- **Sağlanan metin**
----

Taaaa ki her zaman minnetle ve çok sevgiyle anacağım tatlı kadına kadar.. Ne dersem diyeyim dinlemedi… ‘’Neden?’’ dedim bir gün, ‘’ bak sana başka eğitmenler de buldum, git onlarla çalış ,işte’’, ‘’ ben malım iyisinden anlarım ‘’ dedi bana… ‘’ bu cümledeki iyi mal da sensin… Beni olduğum yerden seninle çıkacağım, başka da bişi demiyorum’’ dedi…

Hala bilmiyorum ona neden ok dedim? Bana mal dedi ondan mı etkilendim, sadece mal demedi iyi mal dedi o mu hoşuma gitti.-)))) ama çalışmaya başladık.. Yıl 2006 sanırım. Ben daha 33 ..

----

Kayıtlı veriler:
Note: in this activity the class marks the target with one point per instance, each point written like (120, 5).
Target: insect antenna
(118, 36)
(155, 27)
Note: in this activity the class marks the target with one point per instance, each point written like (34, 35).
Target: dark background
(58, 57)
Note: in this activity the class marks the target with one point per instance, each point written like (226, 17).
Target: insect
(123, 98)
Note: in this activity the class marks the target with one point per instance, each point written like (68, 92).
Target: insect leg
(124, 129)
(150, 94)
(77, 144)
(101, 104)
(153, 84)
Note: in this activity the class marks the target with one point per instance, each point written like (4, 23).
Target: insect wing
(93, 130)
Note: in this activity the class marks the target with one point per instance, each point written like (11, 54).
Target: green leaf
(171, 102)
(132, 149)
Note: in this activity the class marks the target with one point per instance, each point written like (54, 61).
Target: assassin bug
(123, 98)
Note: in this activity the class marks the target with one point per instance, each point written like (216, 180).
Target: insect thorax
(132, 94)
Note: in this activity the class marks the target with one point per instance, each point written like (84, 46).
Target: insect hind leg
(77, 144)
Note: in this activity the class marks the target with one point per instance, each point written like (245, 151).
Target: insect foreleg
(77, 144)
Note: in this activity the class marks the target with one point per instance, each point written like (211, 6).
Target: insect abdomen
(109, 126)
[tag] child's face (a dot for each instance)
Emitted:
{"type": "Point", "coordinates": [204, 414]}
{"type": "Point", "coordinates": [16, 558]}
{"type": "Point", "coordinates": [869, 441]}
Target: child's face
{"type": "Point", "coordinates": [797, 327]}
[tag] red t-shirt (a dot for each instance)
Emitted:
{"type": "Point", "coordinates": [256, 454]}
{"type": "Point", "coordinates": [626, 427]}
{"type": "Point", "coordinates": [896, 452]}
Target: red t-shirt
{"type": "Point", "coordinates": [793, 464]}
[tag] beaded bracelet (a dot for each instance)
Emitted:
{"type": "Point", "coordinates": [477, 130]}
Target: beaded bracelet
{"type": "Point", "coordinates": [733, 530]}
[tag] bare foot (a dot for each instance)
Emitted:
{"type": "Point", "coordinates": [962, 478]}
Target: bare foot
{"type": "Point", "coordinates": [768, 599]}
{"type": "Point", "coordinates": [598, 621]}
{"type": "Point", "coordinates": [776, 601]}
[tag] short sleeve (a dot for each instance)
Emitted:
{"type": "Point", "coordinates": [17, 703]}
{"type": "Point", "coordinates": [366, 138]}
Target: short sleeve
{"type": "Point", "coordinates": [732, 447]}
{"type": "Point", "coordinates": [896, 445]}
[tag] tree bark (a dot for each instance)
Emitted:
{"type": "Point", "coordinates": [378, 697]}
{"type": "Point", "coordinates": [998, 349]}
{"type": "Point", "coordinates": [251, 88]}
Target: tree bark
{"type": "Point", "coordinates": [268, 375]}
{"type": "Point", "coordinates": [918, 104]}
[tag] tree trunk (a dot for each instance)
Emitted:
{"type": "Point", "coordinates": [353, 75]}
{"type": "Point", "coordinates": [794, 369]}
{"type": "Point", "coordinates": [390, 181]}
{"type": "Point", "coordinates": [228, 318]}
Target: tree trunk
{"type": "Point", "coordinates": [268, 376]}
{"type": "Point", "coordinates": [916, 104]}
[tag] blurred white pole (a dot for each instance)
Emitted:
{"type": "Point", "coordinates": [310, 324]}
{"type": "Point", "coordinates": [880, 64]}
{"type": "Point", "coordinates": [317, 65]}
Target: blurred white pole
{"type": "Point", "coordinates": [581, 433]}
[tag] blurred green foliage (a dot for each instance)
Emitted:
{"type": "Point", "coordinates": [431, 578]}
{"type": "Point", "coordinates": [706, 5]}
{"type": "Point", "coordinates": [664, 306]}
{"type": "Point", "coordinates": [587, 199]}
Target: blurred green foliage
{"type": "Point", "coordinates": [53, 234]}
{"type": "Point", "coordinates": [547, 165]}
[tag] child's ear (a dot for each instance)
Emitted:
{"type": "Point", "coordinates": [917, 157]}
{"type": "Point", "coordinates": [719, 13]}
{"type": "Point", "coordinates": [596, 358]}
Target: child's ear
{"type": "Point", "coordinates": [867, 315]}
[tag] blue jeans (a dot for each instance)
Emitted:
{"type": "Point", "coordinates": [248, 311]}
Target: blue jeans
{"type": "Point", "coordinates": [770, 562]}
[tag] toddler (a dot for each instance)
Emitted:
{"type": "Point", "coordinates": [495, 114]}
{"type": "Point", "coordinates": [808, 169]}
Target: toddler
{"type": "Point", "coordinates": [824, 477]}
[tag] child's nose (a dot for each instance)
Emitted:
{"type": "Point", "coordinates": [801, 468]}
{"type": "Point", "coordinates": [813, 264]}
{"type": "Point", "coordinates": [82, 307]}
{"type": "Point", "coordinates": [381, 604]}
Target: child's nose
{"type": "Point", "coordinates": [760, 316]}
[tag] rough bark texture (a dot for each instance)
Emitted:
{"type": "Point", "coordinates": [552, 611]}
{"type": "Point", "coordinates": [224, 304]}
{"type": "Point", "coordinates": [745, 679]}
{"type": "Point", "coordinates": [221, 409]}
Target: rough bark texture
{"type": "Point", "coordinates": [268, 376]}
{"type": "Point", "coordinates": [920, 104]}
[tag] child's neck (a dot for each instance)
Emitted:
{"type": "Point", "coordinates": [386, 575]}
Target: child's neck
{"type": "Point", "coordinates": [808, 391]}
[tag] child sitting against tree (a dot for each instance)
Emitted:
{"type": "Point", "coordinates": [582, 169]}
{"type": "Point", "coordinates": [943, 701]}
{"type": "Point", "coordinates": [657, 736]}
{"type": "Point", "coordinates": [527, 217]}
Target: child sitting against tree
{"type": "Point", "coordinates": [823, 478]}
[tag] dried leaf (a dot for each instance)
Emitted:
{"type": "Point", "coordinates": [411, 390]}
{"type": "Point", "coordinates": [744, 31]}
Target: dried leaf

----

- **Çalışmanın amacı**
Sağlanan metni hiçbir değişiklik yapmadan baştan sona yeniden yazın.

- **Eksiksiz yanıt**
Taaaa ki her zaman minnetle ve çok sevgiyle anacağım tatlı kadına kadar.. Ne dersem diyeyim dinlemedi… ‘’Neden?’’ dedim bir gün, ‘’ bak sana başka eğitmenler de buldum, git onlarla çalış ,işte’’, ‘’ ben malım iyisinden anlarım ‘’ dedi bana… ‘’ bu cümledeki iyi mal da sensin… Beni olduğum yerden seninle çıkacağım, başka da bişi demiyorum’’ dedi…

Hala bilmiyorum ona neden ok dedim? Bana mal dedi ondan mı etkilendim, sadece mal demedi iyi mal dedi o mu hoşuma gitti.-)))) ama çalışmaya başladık.. Yıl 2006 sanırım. Ben daha 33 ..